-- START --
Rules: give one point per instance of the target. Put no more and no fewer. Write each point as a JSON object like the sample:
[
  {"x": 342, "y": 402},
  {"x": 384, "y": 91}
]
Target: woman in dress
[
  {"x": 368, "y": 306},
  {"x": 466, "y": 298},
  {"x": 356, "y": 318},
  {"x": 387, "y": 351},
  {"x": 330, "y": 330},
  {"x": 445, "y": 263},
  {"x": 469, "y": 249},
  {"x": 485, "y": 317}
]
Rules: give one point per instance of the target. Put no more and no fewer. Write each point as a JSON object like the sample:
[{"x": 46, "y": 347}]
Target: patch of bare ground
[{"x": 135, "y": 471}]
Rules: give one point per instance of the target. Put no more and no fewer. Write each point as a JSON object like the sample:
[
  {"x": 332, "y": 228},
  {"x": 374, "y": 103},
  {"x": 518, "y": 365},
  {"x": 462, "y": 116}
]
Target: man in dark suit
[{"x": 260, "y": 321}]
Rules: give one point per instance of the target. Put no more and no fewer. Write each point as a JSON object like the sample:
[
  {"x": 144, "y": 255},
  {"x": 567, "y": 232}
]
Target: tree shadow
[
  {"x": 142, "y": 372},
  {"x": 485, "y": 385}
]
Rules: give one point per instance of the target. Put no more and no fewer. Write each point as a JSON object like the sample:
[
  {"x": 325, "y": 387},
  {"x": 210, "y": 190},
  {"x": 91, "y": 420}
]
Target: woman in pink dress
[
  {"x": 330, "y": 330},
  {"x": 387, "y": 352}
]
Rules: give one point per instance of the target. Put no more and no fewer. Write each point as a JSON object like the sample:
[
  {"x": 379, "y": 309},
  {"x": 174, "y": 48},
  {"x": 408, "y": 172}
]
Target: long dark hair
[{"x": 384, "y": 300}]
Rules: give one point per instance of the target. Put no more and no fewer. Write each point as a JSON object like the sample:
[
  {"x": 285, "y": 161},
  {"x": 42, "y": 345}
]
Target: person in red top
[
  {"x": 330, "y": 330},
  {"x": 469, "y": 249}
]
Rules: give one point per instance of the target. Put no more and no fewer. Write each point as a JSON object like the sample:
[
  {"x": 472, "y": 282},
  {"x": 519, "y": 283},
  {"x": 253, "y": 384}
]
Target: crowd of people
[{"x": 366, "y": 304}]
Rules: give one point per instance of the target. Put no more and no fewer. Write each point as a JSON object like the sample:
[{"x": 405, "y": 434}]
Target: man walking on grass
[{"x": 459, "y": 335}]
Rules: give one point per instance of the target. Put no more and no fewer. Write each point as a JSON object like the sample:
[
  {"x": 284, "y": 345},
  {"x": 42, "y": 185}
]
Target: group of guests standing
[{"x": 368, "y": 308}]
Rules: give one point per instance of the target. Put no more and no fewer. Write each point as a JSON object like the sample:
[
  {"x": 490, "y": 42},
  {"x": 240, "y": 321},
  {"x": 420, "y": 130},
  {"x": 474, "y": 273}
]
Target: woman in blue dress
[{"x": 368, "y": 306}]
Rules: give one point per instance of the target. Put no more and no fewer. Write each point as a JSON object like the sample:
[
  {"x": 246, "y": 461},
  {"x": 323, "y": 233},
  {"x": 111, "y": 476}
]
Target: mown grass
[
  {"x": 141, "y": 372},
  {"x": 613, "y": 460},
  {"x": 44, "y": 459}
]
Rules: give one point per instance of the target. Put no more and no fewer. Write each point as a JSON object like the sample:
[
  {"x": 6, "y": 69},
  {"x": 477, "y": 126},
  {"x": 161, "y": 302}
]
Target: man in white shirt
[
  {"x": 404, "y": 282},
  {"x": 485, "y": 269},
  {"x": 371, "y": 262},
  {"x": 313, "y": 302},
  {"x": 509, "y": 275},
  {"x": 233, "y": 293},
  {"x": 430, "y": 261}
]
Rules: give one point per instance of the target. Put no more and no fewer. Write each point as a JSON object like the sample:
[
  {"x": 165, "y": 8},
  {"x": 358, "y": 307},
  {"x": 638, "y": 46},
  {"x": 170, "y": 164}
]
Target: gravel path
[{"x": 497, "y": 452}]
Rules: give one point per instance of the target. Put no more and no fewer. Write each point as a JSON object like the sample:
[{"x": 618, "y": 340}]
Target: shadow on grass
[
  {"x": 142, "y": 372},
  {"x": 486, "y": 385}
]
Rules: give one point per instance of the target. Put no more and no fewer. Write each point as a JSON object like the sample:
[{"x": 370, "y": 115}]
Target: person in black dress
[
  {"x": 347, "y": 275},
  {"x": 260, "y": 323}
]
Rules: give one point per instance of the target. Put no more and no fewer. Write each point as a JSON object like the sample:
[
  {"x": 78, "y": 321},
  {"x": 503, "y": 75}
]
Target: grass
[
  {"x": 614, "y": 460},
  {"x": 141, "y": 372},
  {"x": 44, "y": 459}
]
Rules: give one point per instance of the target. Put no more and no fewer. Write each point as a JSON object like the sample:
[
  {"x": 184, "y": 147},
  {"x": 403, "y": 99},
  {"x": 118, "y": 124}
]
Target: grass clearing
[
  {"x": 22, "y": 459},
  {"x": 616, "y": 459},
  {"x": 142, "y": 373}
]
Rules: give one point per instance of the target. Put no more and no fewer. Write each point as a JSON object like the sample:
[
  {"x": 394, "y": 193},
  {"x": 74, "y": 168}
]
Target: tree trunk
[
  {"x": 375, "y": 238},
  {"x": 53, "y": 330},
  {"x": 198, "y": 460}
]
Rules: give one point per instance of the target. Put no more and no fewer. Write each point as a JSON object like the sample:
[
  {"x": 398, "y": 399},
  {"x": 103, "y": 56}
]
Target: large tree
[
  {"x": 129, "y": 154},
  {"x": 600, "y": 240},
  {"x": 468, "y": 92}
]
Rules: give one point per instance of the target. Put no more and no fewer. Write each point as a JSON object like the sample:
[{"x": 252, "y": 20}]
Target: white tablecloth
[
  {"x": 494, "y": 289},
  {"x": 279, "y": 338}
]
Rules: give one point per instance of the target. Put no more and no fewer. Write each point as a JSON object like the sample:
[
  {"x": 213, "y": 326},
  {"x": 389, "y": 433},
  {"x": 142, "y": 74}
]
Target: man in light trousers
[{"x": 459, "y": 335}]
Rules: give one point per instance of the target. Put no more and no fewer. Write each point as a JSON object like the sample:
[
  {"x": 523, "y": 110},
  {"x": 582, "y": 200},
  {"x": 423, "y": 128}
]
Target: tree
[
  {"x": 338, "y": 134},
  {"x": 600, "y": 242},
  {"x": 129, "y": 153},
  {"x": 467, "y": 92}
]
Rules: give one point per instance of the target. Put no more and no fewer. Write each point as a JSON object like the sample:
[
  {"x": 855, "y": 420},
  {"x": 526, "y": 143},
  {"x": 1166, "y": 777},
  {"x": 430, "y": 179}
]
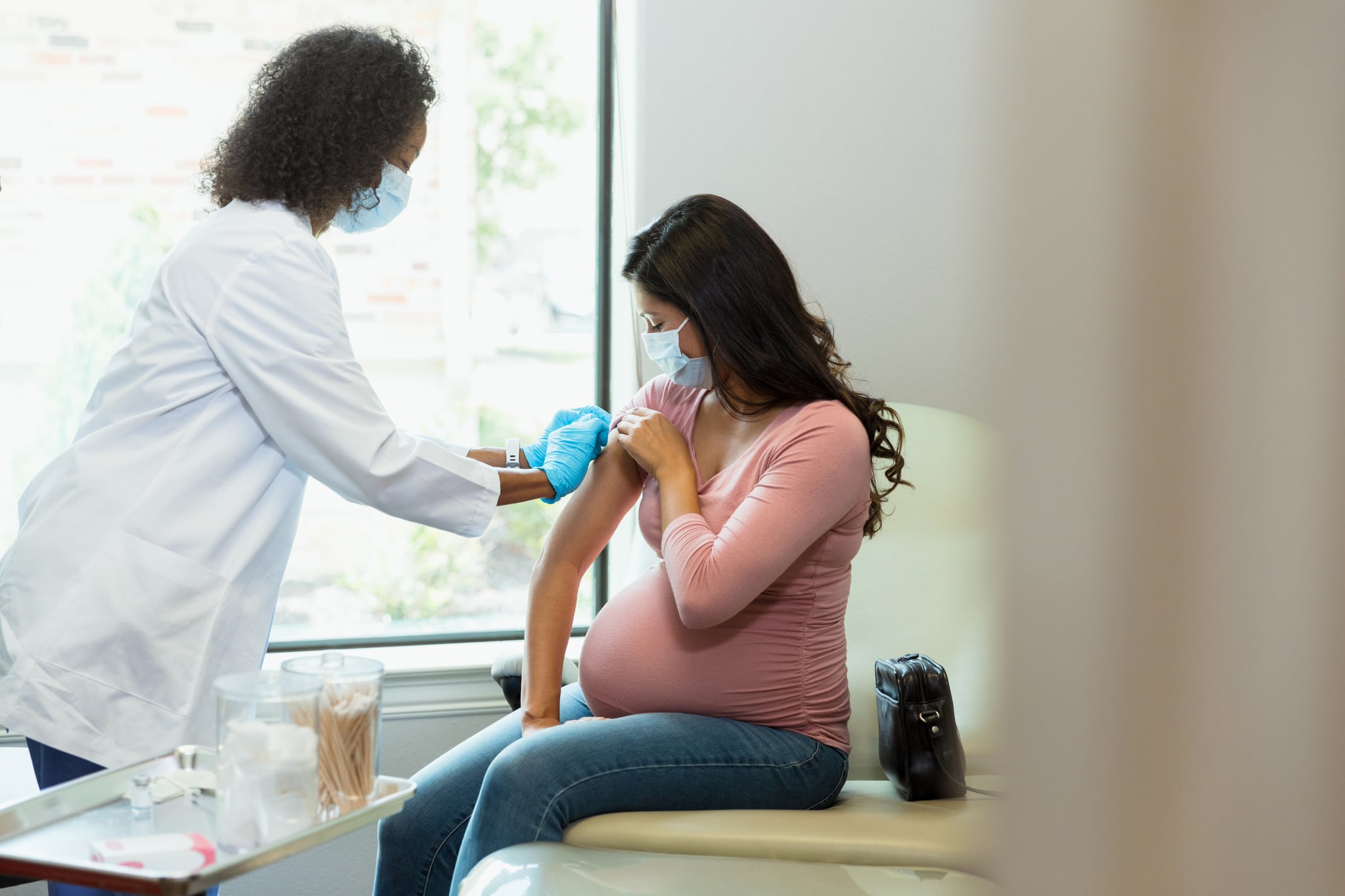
-- END --
▸ **What needs to be done**
Find each line in the listing above that contains the string "grass", and copy those lines out in their original order.

▸ **Exercise solution**
Target: man walking on grass
Target: mown grass
Target: shadow on grass
Target: grass
Target: grass clearing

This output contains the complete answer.